Культура Два - [151]

Шрифт
Интервал

Речь тут идет как раз о природе творческого жеста, если он носит жизнестроительный характер, он синонимичен жесту властному (воля к форме = воля к власти). Критика авангарда с этих позиций, его сближение с тоталитарными практиками начинается с 1951 года, со знаменитого вопроса Теодора Адорно в статье «Культурная критика и общество»: «Возможно ли искусство после Освенцима»? Это важная тема для XX века, и философия культуры в принципе не должна бы проходить мимо нее. Однако в рамках той методологии, которую избирает Владимир Паперный, невозможно различение жизнестроительного и традиционного творчества, поскольку не различаются рефлексивное и органическое формотворчество. Древний кельт Алоиза Ригля точно так же «вкладывает» рисунок своей души в орнаментальную плетенку, как Кандинский в абстрактную композицию, а Щусев – в завитки картушей на станции метро «Комсомольская». В каком-то смысле так и есть, но в каком-то тут трудно отделаться от ощущения досадного упрощения – один не осознает, что он делает, второй пишет на эту тему манифесты и трактаты, третий паразитирует на открытиях второго. Это все равно как отказываться различать дыхание и дыхательные гимнастики – если исключить рефлексию, то процесс один и тот же.

Задания.
#1 Перечислите всех людей, названных по имени или фамилии в тексте о природе творческого жеста.
#2 Ответьте на вопросы по тексту о природе творческого жеста.
(a) С какого года начинается критика авангарда, сближающая его с тоталитарными практиками?
(b) Во что, согласно тексту, Кандинский «вкладывает» рисунок своей души?
(c) Отказ различать какие две вещи приводится в качестве сравнения в конце текста?
#3 Напишите следующий абзац текста о природе творческого жеста.
Записи получены из другого источника.

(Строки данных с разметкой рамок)
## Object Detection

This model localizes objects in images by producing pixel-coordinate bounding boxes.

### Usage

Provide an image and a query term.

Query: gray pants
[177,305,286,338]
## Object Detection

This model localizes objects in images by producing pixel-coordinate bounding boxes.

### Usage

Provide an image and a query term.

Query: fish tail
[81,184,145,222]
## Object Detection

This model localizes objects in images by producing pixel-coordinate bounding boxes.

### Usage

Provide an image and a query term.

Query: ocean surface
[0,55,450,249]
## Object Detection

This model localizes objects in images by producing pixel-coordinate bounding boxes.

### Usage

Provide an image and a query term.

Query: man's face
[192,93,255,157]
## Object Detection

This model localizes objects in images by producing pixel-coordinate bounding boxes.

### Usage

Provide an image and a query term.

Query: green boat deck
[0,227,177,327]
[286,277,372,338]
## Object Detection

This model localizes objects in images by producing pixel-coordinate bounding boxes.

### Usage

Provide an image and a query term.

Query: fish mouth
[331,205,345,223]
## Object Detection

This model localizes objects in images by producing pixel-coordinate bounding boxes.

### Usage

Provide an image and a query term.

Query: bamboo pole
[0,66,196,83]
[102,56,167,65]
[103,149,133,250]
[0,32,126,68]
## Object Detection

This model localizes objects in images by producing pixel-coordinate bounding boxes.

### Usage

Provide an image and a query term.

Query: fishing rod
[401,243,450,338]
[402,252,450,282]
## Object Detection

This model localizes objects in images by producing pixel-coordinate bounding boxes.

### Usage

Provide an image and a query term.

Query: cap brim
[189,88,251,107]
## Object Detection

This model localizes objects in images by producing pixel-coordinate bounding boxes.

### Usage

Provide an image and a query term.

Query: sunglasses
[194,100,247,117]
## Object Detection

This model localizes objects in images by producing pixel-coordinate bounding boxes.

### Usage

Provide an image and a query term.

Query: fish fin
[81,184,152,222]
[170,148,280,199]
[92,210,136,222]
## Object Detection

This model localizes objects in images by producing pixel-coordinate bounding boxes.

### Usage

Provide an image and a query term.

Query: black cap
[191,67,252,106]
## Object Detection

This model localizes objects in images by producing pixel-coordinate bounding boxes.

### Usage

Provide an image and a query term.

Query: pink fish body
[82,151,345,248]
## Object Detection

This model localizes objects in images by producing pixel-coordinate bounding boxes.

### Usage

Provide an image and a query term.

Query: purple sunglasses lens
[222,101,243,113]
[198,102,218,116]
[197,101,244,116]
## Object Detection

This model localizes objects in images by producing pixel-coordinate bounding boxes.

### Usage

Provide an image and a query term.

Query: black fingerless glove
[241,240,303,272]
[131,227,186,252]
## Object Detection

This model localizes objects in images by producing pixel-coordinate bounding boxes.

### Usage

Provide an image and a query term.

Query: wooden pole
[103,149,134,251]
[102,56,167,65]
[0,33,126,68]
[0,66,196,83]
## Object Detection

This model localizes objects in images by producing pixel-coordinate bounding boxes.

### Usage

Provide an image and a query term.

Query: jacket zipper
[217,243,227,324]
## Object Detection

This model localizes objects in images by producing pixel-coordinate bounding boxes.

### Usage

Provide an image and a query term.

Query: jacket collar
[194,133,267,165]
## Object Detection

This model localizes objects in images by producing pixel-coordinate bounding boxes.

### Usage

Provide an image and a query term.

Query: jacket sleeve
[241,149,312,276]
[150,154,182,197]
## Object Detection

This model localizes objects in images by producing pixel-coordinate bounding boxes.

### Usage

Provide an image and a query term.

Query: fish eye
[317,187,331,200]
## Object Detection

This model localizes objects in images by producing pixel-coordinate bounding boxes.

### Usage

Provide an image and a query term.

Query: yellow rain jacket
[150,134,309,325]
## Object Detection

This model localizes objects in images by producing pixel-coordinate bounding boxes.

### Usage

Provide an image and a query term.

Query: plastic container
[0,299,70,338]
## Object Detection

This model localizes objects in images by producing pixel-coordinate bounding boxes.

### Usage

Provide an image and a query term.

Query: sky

Ответы к заданиям.
#1 Теодор Адорно, Владимир Паперный, Алоиз Ригль, Кандинский, Щусев.

#2
(a) С 1951 года.
(b) В абстрактную композицию.
(c) Дыхание и дыхательные гимнастики.

#3
Это нельзя вменить в вину Паперному, поскольку такие издержки являются родовым свойством формализма вообще – напомню, что Вельфлин провозгласил идею «истории искусства без имен», как чистое саморазвитие форм – куда уж тут до рефлексии творческого жеста. Однако вторая проблема метода Паперного на мой взгляд существеннее, поскольку возникает из специфики его собственного построения.

Когда Леви-Строс выстраивает свою систему бинарных оппозиций, он не имеет в виду никакого конкретного мифа, но создает матрицу, в которую в укладывается любой конкретный миф американских индейцев. У него нет циклов, вся матрица существует одновременно. У Паперного есть цикл, все члены оппозиции в определенный момент меняются на противоположные. В результате любой конкретный сюжет советского мифологического пространства оказывается инвариантом мифа о вечном возвращении, описанного Мирча Элиаде. Почему развитие должно идти по кругу?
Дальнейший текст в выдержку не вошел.